What the task requires
Can you resume the passage on GLA treatment and p38MAPK/ERK expression in LPS-injured rat lungs, starting right after its last sentence?

Passage shown
........

Figure 1. Control group (A) and GLA group (B).
The structure was intact, with clear alveolar space, no congestion in alveolar wall. 6 h, 12 h, 24 h LPS group (C, D, E) show obvious inflammatory cell infiltration, alveolar hemorrhage and structural damage. 6 h, 12 h, 24 h LPS+GLA group (F, G, H) structural damage were significantly reduced. ( original magnification ×400).
Phosphorylated p38MAPK/ERK expression in LPS-induced rats
Positive signal of p38MAPK/ERK was weak and occasionally could be found in the airway epithelium and alveolar epithelial cells (Figure 2A, 2B, 2E, 2F). The expression of phosphorylated p38MAPK/ERK positive signal in LPS groups was significantly enhanced (Figure 2C, 2G), which mainly distributed in airway epithelium cells, infiltration of inflammatory cells and vascular endothelial cells. Both the cytoplasm and cell nucleus were positive. The distribution of p38MAPK/ERK positive cells in LPS+GLA groups was similar to that in LPS alone groups (Figure 2D, 2H). However, the positive expression cells were significantly decreased and the signal was lower than that in LPS+GLA groups.
Figure 2. The expression of p38MAPK and ERK in the nucleus was stained with brown and yellow.
Control group (A) and GLA group (B), the p38MAPK expression was weak and scattered in the airway epithelium and alveolar epithelial cells; LPS group (C), p38MAPK expressed in inflammatory cells, alveolar epithelial cells, airway epithelial cells and vascular endothelial cells; LPS+GLA group (D), p38MAPK expressed cells decreased significantly. Control group (E) and GLA group (F), ERK expression was weak, distributed in the cytoplasm of airway epithelial cells and alveolar epithelial cells; LPS group (G), ERK expressed in inflammatory cells, alveolar epithelial cells, airway epithelial cells and vascular endothelial cells; LPS+GLA group (H), ERK expressed cells decreased significantly. (original magnification ×400)

........

Extracted entries
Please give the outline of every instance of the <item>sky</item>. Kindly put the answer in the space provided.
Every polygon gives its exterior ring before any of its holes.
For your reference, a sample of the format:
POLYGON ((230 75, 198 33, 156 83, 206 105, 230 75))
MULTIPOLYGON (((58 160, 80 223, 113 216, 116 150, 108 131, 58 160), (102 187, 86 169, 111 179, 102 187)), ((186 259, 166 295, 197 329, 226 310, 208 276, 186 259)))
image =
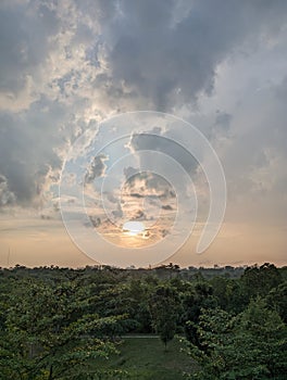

........

Answer box
Glabridin inhibited p-p38MAPK/pERK expression in LPS-induced rats
Western blot analysis was used to determine the expression of p-p38MAPK in lung tissues. As illustrated in Figure 3, rats challenged with LPS showed significant increase of the expression of p-p38MAPK. However, glabridin markedly inhibited the expression of p-p38MAPK in LPS-induced rats. The expression of p38MAPK was not significantly different among these groups. The expression of both ERK1/2 and pERK1/2 in LPS alone groups increased. ERK1/2 and pERK1/2 induced by LPS were significantly inhibited by glabridin.
Figure 3. The expression of p-p38MAPK in LPS group significantly increased, p-p38MAPK induced by LPS was inhibited by glabridin.
The expression of p38MAPK was not significantly different among these groups. The expression of both ERK1/2 and pERK1/2 in LPS group increased, and ERK1/2 and Perk1/2 induced by LPS was significantly inhibited by glabridin.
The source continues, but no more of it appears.